**Görevler:**
A. Adalar'daki faytonlarla ilgili metne göre şu soruları cevaplayın:
(i) Akülü fayton getirildikten sonra yarın neyin yaptırılacağı söyleniyor?
(ii) Sabah gazetesindeki yazının tarihi nedir?
(iii) Adalar'ın fayton olması hangi iki yere benzetiliyor?
B. Adalar'daki faytonlarla ilgili metinden "Adalar elden gidiyor, şehirleşiyor" ifadesinden başlayıp aşağıda "nal sesi susmasın!" ifadesine kadar uzanan her şeyi yazdırın.

**Okuma Metni:**
• • • •

Arkadaşlar şimdi bizim atlardan ne farkımız kaldı taktık at gözlüklerini dediklerini paşa paşa yapacak mıyız?
Adalar elden gidiyor, şehirleşiyor ve biz de sessiz mi kalacağız?
Hayvan hakları diyorlar; Büyükada’daki barınağı hiç mi kimsenin gözü görmedi hani nerde hayvanseverler?
Bugün akülü fayton getirirler, yarın havaalanı yaptırırlar.
Seferoğlu’nun orada yapılan koca binaları kimse görmüyor, turizme katkı amacı altında yapılan oteller, pansiyonlar da cabası! Adalar artık ‘sayfiye yeri’ olmaktan çıktı! Sağolsun bu kadar otel ve pansiyonlar sayesinde Polenzköy’e döndü!
Adalı olmak ayrıcalıktır, faytonuyla, temiz havasıyla, deniziyle, güneşiyle…
Sonuna kadar ben de sizlerleyim, “Faytonlarımızı Vermiyoruz, Akülüleri İstemiyoruz!”
Kampana ve nal sesi susmasın!
_____________________________________________
Sabah, 30.3.2012
Hıncal’ın Yeri
http://www.sabah.com.tr/Yazarlar/uluc/2012/03/30/yasak-hemserim
Yasak hemşerim!..
Adalar benim için faytondur.. Kordon’un fayton olduğu gibi.. Viyana’nın fayton olduğu gibi..
Büyük Ada’da fayton yasaklanamaz..
Biliyorum, Balçiçek (İlter/ Pamir) şimdi kıyameti koparacak. “Bekara karı boşamak kolay. Ayda yılda bir kere Ada’ya gelip keyif yapan Hıncal Ağabeye kolay. Ya benim gibi, hele yazları iyice bok kokan adada yaşıyorsan?. İkiz çocuklarını her sabah o at pislikleriyle dolu sokaklarda büyütmeye çalışıyorsan?..” Aynen haklısın Balçiçek.. Aynen haklısın.. Ama çözüm “Yasak” değil.. Baş edemediğin her şeyi yasaklamak bu ülkede moda oldu.. Çözümün en kolay yolu “Yasak” demek.

• • • •

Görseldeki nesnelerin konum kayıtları
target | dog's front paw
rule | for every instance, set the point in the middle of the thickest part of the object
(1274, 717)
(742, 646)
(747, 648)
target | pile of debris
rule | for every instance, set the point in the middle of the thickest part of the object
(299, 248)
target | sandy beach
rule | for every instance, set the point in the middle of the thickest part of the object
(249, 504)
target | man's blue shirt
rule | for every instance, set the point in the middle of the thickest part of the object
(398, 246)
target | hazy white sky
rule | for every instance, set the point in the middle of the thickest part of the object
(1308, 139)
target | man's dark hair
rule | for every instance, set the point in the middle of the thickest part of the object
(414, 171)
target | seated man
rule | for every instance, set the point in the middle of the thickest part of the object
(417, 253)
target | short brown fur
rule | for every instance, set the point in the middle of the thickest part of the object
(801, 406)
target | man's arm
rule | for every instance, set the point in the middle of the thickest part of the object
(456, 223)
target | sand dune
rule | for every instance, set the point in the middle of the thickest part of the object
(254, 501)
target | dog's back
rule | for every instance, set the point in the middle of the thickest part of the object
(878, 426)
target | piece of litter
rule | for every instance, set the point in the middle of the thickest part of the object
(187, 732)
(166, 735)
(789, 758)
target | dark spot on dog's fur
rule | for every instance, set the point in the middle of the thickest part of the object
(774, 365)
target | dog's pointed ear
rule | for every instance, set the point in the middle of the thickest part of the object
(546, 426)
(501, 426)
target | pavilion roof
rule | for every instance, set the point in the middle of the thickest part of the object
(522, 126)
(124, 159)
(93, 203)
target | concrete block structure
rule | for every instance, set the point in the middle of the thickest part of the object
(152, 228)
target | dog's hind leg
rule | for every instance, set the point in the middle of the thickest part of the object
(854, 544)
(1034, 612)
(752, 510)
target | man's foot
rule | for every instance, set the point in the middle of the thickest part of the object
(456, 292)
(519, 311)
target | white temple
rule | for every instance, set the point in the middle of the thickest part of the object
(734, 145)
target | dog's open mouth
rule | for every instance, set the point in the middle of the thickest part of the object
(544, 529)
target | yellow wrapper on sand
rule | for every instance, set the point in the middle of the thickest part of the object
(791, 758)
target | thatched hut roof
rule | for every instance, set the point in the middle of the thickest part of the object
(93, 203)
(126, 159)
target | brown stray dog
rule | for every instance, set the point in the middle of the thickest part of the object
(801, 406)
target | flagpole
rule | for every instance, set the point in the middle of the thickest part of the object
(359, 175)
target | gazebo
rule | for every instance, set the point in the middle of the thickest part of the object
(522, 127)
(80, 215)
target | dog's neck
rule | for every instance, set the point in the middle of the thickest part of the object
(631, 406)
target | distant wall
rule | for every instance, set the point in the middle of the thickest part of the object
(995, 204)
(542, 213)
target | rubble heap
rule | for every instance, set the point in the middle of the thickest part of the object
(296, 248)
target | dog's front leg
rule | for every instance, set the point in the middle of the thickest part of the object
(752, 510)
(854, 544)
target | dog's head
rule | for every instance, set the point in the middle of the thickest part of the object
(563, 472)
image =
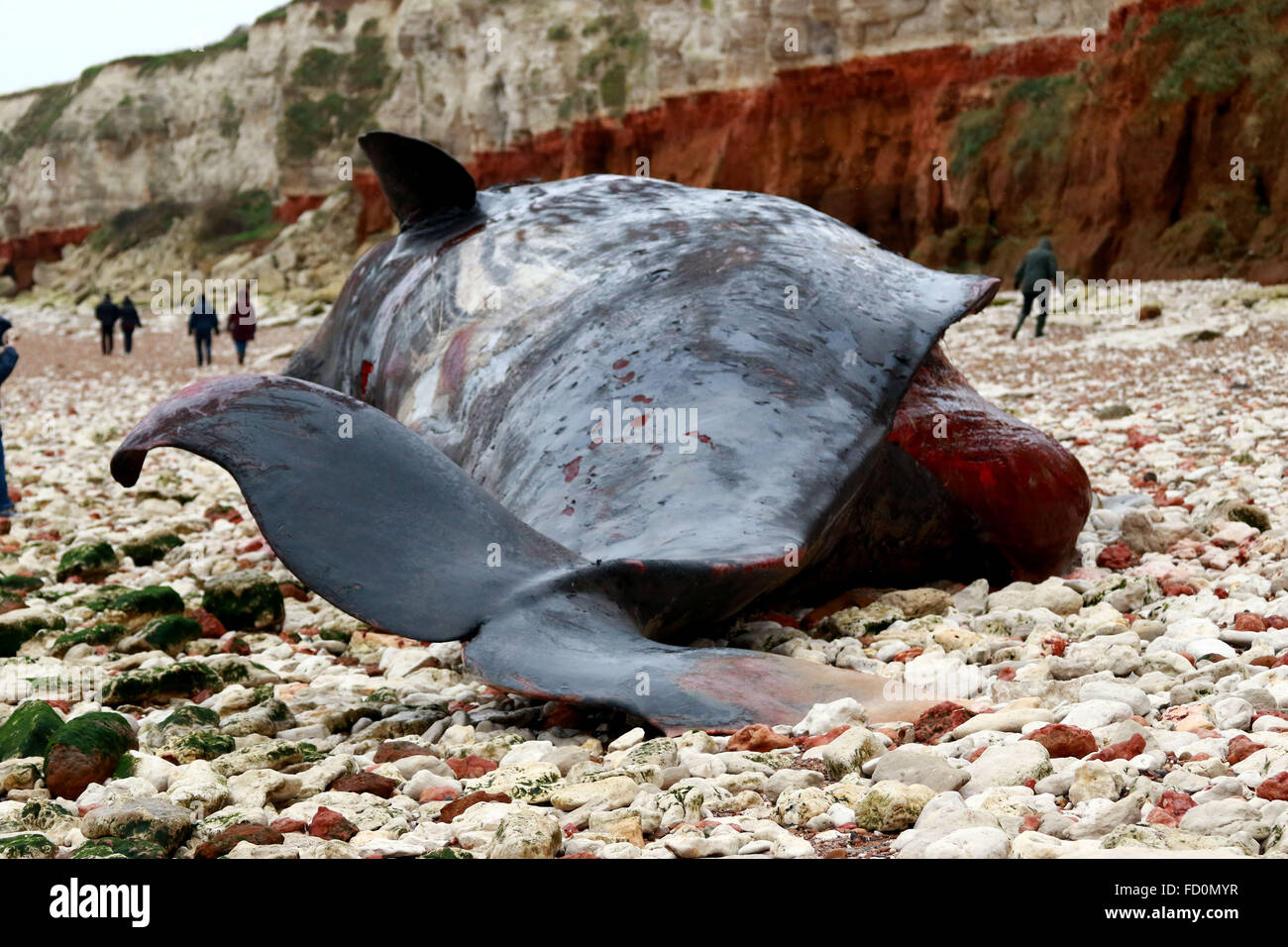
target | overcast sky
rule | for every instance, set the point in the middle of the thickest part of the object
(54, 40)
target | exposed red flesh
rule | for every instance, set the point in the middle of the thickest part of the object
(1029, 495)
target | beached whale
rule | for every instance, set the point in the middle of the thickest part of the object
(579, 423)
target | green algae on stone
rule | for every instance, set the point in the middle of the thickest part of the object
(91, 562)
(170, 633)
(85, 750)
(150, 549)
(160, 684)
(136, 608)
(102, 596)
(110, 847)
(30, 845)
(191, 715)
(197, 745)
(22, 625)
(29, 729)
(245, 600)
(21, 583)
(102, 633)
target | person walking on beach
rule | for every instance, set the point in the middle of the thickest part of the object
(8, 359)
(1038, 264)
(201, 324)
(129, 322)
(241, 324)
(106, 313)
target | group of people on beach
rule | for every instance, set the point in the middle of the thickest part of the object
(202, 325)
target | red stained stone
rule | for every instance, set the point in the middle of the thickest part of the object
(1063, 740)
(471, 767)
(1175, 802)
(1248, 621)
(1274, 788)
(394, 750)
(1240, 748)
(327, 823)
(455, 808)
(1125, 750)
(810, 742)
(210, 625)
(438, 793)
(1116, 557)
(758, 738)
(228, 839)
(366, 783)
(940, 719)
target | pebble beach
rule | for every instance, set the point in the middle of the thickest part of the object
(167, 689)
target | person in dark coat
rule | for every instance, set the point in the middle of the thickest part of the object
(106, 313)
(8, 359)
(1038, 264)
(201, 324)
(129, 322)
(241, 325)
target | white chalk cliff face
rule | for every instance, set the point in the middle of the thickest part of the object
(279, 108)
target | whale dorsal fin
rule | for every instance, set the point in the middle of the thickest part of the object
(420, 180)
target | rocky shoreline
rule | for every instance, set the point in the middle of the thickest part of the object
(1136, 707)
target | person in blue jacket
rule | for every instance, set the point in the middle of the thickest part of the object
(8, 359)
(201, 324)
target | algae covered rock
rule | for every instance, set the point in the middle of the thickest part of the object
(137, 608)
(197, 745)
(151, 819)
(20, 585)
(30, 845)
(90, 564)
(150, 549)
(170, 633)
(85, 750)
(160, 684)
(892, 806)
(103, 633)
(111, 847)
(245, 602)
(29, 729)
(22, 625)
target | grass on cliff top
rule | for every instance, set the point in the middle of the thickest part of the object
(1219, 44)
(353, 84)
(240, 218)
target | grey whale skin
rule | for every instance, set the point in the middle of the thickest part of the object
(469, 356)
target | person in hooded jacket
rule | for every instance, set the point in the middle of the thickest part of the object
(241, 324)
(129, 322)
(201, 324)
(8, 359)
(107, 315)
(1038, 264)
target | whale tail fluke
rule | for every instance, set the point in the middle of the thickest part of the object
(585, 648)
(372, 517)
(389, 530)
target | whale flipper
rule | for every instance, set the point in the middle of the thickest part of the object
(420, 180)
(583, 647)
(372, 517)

• • • •

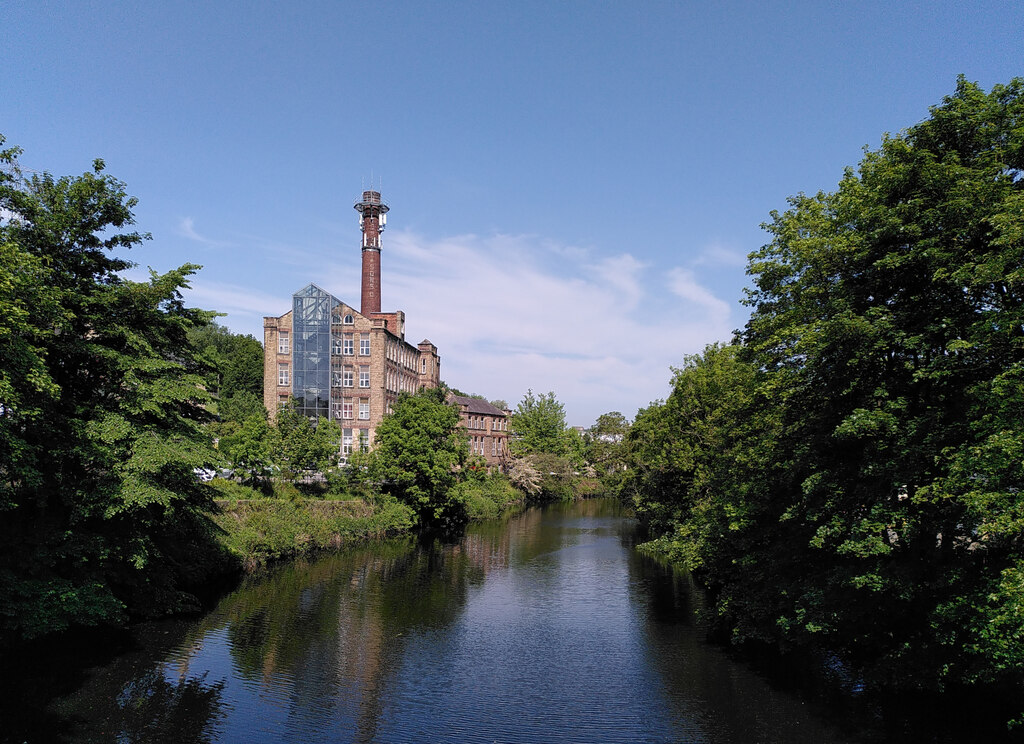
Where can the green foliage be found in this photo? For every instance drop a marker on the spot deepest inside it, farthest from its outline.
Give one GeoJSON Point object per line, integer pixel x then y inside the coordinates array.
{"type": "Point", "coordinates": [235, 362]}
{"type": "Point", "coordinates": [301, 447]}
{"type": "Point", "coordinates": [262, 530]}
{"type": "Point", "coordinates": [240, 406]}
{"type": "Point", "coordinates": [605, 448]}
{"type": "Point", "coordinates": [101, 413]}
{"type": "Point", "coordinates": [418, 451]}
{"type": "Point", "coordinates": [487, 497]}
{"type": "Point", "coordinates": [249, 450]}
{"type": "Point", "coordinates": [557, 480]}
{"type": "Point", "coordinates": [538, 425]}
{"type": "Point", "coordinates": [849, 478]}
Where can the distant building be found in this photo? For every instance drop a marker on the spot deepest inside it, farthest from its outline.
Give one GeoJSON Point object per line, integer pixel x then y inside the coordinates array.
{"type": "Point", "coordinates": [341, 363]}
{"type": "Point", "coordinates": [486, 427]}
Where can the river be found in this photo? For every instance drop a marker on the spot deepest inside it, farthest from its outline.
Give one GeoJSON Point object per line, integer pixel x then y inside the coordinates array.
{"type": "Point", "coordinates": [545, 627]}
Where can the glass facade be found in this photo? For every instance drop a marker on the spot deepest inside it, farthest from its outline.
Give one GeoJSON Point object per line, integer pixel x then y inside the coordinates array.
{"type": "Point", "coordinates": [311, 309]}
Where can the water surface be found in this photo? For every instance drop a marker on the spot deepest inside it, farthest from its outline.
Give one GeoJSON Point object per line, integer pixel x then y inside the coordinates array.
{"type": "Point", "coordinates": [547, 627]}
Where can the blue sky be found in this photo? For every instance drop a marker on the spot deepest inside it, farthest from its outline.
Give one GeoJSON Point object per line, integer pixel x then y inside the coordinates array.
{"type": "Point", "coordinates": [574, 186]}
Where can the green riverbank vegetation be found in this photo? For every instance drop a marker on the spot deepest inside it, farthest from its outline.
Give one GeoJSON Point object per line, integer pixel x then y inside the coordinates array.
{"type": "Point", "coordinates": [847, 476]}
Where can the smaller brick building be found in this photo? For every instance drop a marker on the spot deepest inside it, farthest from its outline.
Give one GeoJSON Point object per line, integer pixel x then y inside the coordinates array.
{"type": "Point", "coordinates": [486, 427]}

• • • •

**Alıştırma Cevapları:**
A.
(i) Havaalanı.
(ii) 30.3.2012.
(iii) Kordon ve Viyana.

B.
Adalar elden gidiyor, şehirleşiyor ve biz de sessiz mi kalacağız?
Hayvan hakları diyorlar; Büyükada’daki barınağı hiç mi kimsenin gözü görmedi hani nerde hayvanseverler?
Bugün akülü fayton getirirler, yarın havaalanı yaptırırlar.
Seferoğlu’nun orada yapılan koca binaları kimse görmüyor, turizme katkı amacı altında yapılan oteller, pansiyonlar da cabası! Adalar artık ‘sayfiye yeri’ olmaktan çıktı! Sağolsun bu kadar otel ve pansiyonlar sayesinde Polenzköy’e döndü!
Adalı olmak ayrıcalıktır, faytonuyla, temiz havasıyla, deniziyle, güneşiyle…
Sonuna kadar ben de sizlerleyim, “Faytonlarımızı Vermiyoruz, Akülüleri İstemiyoruz!”
Kampana ve nal sesi susmasın!